> Exercise description: What lines in the material hold the string "striped"? Copy out each of them.
Top of Listed entries
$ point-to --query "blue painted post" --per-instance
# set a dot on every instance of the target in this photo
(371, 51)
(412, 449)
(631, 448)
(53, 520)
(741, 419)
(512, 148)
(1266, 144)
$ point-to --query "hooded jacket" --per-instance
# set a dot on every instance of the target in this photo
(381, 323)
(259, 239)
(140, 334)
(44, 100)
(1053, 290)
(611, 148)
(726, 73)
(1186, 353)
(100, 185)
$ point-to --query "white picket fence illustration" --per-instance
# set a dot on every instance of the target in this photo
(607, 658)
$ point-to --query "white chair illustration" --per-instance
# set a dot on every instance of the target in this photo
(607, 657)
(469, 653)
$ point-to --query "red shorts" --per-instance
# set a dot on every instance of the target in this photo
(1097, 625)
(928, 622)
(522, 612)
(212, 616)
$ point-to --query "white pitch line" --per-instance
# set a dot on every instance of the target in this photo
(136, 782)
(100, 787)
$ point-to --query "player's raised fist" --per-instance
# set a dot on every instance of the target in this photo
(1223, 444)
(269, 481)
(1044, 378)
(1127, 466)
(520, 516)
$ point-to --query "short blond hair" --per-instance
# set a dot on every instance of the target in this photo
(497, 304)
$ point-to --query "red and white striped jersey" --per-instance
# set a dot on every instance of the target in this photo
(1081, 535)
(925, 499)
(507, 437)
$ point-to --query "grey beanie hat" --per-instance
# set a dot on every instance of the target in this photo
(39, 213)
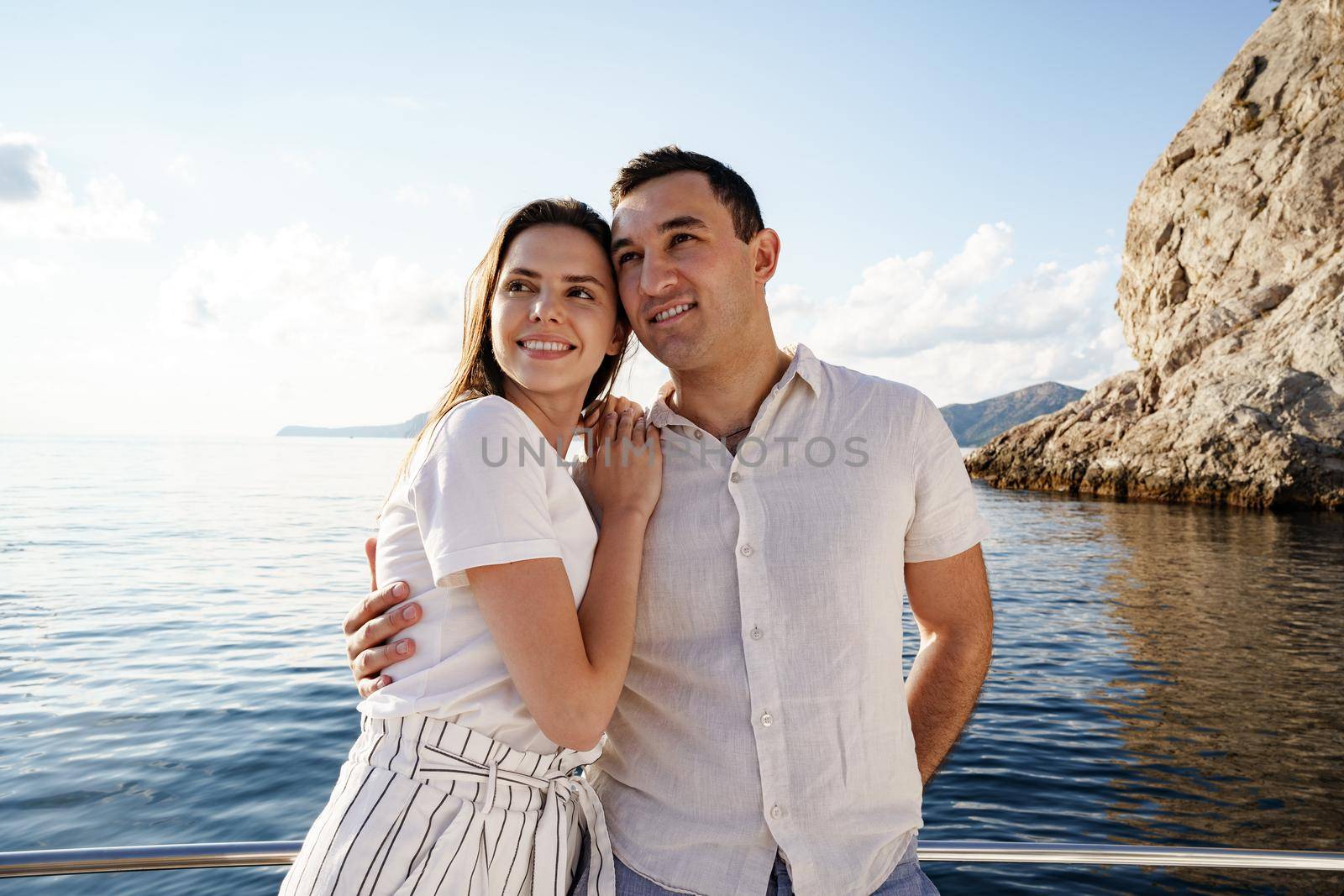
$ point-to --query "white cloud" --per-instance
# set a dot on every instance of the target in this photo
(412, 195)
(295, 291)
(956, 329)
(35, 199)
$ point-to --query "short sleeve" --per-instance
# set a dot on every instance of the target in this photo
(480, 495)
(945, 520)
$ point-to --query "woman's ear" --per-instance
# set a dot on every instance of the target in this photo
(620, 333)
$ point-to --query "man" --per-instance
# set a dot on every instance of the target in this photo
(765, 741)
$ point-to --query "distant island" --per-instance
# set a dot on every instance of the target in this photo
(390, 432)
(974, 425)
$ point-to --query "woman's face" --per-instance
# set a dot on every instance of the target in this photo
(553, 316)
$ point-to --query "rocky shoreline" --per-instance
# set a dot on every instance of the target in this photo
(1231, 296)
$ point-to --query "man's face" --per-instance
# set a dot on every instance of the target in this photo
(685, 277)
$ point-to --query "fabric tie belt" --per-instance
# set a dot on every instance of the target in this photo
(561, 789)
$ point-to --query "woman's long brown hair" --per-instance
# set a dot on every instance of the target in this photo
(479, 371)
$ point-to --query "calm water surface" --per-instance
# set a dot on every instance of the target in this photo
(171, 668)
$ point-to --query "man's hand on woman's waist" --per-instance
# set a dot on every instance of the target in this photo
(370, 629)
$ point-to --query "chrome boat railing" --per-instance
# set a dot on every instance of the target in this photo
(281, 852)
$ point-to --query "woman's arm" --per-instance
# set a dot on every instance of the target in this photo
(569, 668)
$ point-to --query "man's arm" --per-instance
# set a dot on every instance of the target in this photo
(370, 627)
(949, 600)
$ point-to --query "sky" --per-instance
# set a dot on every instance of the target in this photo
(223, 219)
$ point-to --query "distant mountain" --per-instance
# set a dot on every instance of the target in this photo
(391, 432)
(974, 425)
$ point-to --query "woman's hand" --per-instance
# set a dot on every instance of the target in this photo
(625, 458)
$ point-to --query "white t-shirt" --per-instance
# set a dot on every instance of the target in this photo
(484, 488)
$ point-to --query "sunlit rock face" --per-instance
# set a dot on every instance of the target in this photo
(1231, 297)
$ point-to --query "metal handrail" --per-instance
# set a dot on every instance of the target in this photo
(282, 852)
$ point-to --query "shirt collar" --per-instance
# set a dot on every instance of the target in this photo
(804, 365)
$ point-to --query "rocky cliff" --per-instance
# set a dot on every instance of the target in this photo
(1231, 296)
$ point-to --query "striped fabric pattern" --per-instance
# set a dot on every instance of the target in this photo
(429, 808)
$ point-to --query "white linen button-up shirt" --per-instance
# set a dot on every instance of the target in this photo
(765, 701)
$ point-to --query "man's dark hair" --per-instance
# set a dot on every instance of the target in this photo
(727, 184)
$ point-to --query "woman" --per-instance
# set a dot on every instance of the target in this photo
(467, 777)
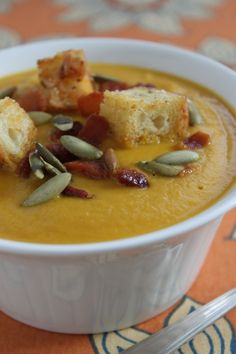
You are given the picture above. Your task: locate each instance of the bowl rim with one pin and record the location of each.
(224, 203)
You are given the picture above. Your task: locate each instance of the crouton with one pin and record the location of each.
(17, 134)
(142, 115)
(65, 77)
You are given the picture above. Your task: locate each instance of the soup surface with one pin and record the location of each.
(118, 211)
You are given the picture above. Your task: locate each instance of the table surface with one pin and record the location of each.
(207, 26)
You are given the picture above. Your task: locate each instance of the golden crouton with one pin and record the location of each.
(65, 77)
(142, 115)
(17, 134)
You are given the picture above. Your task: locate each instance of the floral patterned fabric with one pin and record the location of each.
(207, 26)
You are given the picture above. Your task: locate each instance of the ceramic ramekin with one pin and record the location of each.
(100, 287)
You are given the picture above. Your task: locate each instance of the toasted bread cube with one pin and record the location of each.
(142, 115)
(65, 77)
(17, 134)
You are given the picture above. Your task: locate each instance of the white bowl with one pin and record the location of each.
(105, 286)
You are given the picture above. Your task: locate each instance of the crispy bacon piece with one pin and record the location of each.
(71, 67)
(32, 100)
(56, 134)
(90, 104)
(70, 191)
(23, 169)
(131, 178)
(60, 152)
(89, 169)
(143, 84)
(197, 140)
(110, 85)
(95, 130)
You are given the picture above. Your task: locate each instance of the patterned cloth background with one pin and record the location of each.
(207, 26)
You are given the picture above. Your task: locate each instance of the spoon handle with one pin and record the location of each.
(170, 338)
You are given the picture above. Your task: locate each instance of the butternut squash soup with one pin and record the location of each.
(140, 189)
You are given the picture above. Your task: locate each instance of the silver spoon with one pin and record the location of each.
(170, 338)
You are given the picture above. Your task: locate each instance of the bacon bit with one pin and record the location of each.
(95, 130)
(110, 160)
(23, 169)
(32, 100)
(143, 84)
(56, 134)
(131, 178)
(70, 191)
(112, 85)
(197, 140)
(60, 152)
(89, 169)
(187, 171)
(72, 67)
(90, 104)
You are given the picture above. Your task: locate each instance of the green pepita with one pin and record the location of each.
(40, 118)
(62, 122)
(50, 168)
(179, 157)
(49, 157)
(36, 165)
(7, 92)
(48, 190)
(80, 148)
(160, 169)
(195, 117)
(110, 159)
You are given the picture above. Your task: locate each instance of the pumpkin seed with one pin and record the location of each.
(40, 118)
(80, 148)
(50, 168)
(62, 122)
(194, 114)
(104, 78)
(49, 157)
(48, 190)
(179, 157)
(110, 159)
(7, 92)
(36, 165)
(160, 168)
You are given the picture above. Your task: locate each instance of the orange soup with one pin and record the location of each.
(119, 211)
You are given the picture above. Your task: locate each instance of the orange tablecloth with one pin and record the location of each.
(207, 26)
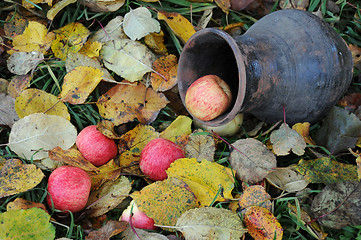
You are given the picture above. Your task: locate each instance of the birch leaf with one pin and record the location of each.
(210, 223)
(127, 58)
(139, 23)
(41, 132)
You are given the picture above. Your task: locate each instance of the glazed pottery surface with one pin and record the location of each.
(289, 61)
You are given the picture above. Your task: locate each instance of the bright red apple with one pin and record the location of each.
(138, 218)
(69, 188)
(95, 146)
(208, 97)
(157, 156)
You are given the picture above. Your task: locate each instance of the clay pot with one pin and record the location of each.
(288, 60)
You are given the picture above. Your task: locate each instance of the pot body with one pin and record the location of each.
(290, 63)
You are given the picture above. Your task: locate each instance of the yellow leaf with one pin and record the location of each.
(125, 102)
(304, 130)
(262, 224)
(179, 24)
(69, 38)
(165, 201)
(181, 125)
(72, 157)
(205, 179)
(27, 4)
(16, 177)
(79, 83)
(34, 100)
(91, 49)
(160, 77)
(34, 38)
(132, 143)
(155, 41)
(57, 8)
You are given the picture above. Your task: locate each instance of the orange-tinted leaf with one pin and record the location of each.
(21, 203)
(155, 41)
(224, 5)
(255, 195)
(165, 201)
(110, 229)
(34, 38)
(34, 100)
(126, 102)
(262, 224)
(161, 79)
(69, 38)
(72, 157)
(204, 178)
(132, 143)
(179, 24)
(79, 83)
(304, 130)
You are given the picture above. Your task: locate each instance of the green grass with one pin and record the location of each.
(50, 73)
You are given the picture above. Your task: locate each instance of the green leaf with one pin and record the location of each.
(30, 224)
(326, 170)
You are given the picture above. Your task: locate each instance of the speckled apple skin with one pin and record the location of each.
(96, 147)
(157, 156)
(69, 188)
(139, 218)
(208, 97)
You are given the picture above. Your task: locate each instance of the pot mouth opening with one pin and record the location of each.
(213, 52)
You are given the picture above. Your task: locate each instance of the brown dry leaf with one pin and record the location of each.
(160, 78)
(126, 102)
(205, 179)
(210, 223)
(287, 180)
(107, 172)
(165, 201)
(79, 83)
(21, 203)
(176, 131)
(303, 217)
(27, 4)
(132, 143)
(108, 196)
(255, 195)
(34, 38)
(16, 177)
(18, 84)
(155, 41)
(179, 24)
(72, 157)
(8, 116)
(201, 145)
(107, 129)
(251, 160)
(33, 100)
(110, 229)
(225, 5)
(69, 38)
(104, 6)
(57, 8)
(15, 24)
(284, 140)
(262, 224)
(304, 130)
(91, 49)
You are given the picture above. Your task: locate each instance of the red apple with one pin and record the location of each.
(69, 188)
(157, 156)
(138, 218)
(208, 97)
(96, 147)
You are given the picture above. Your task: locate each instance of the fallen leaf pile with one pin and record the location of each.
(117, 68)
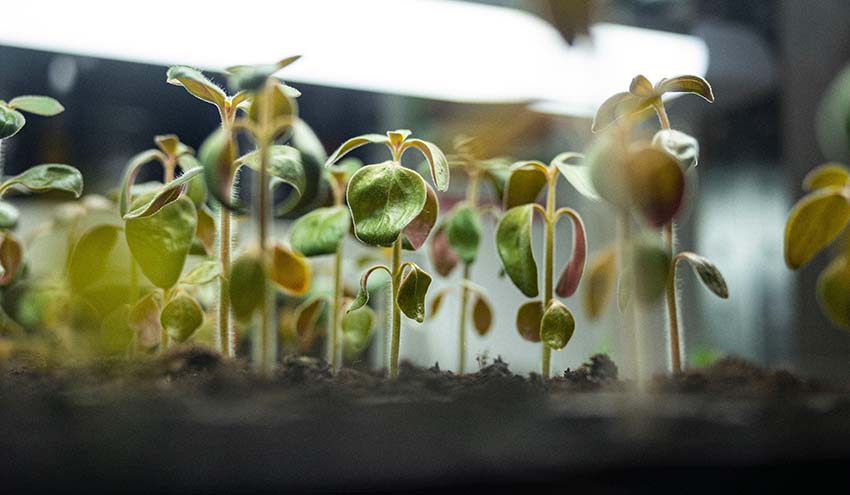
Bottom of Listed entries
> Answer to this exercise:
$ point-to --query "red and white striped jersey" --per-instance
$ point-to --query "striped fabric pattern" --per-instance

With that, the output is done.